(Records from a data collection)
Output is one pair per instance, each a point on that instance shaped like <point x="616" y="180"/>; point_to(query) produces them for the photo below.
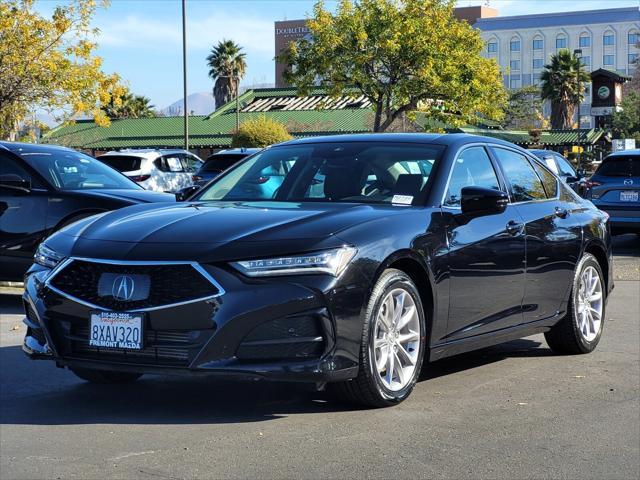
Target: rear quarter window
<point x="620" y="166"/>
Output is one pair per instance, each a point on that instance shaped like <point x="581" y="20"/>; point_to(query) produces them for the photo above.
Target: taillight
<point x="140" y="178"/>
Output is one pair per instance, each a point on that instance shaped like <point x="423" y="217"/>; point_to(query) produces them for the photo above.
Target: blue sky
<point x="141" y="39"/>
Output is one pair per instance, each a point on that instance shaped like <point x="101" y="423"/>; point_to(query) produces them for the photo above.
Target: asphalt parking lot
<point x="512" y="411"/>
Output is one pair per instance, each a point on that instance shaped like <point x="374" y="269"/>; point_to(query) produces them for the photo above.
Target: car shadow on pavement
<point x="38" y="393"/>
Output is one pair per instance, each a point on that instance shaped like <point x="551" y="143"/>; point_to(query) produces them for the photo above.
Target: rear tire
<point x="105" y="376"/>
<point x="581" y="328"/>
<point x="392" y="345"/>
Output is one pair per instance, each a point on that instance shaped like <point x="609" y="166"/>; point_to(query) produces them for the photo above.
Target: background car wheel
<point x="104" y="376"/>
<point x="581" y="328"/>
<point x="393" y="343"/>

▸ **PROBLEM**
Print every entry exactly as written, without the pictures.

▸ **FINAL RESULT**
Output is one pair per instance, each a point on that instance shaped like <point x="616" y="180"/>; point_to(query) produces them for the photo below.
Target: rear quarter window
<point x="620" y="166"/>
Output is one pair per instance, each a point on that instance shaped like <point x="581" y="20"/>; point_to(query) produces them for the photo above.
Target: taillight
<point x="140" y="178"/>
Output is one pair per instance, each a point on that instance shaped like <point x="423" y="217"/>; point_to(query) produces them for the photo above.
Target: blue sky
<point x="141" y="39"/>
Output is one pair per instance, each a point on that instance shaped like <point x="101" y="423"/>; point_to(query) produces them for the photo above.
Target: asphalt parking lot
<point x="512" y="411"/>
Output is one pair per instance, each a point on that instance shaped like <point x="374" y="269"/>; point_to(query) produces them for the photo above.
Target: car shadow on pavement
<point x="38" y="393"/>
Output is one pair per instance, each a point on that instance shaped like <point x="551" y="143"/>; point_to(query) produces them for the photo above.
Target: rear tire
<point x="105" y="376"/>
<point x="581" y="328"/>
<point x="392" y="345"/>
Output is one pair per instance, each a point on that instance shaped like <point x="609" y="166"/>; point_to(query) produces them for the photo above.
Target: background car wheel
<point x="104" y="376"/>
<point x="581" y="328"/>
<point x="393" y="343"/>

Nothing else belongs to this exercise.